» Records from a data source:

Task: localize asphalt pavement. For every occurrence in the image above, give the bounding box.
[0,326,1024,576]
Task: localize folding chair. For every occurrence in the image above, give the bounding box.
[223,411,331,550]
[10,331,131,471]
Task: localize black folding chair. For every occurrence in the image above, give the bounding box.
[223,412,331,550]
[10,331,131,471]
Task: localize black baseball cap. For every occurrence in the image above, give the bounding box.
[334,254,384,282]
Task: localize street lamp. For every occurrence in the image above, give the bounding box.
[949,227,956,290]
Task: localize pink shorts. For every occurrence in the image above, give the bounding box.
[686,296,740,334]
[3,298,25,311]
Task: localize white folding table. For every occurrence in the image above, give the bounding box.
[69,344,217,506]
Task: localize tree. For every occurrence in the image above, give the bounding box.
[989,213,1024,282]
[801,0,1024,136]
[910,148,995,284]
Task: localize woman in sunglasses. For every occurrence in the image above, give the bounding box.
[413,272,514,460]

» Exercise aim: Repeat the lines above exactly, from start to finish.

» Exercise response:
Task: localize asphalt pavement. For every occurrence in the image above, give the bounding box.
[0,326,1024,576]
Task: localize folding chair. For every occurrence in the image above, give the bounding box.
[223,411,331,550]
[10,331,131,471]
Task: localize black folding chair. For every occurrence in the image above, give the bounding box.
[223,412,331,550]
[10,331,131,471]
Task: localize black baseball cap. For every occurrence in the image above, give the bounding box.
[334,254,384,282]
Task: localize street lamp. For every occurrence in the image above, give the bounding box.
[949,227,956,290]
Task: localize pink shorts. For every occurrence in the image above, give the bounding box.
[686,296,740,334]
[3,298,25,311]
Task: localize white folding table. For every occurrence in the image above, give the bounding box.
[69,344,217,506]
Task: localize tree. For every occurrence in the image above, give the bounding box.
[989,213,1024,282]
[801,0,1024,136]
[910,148,995,284]
Task: localize woman in sunglasses. For every occurrence in the image above, give the bounding box.
[413,272,514,460]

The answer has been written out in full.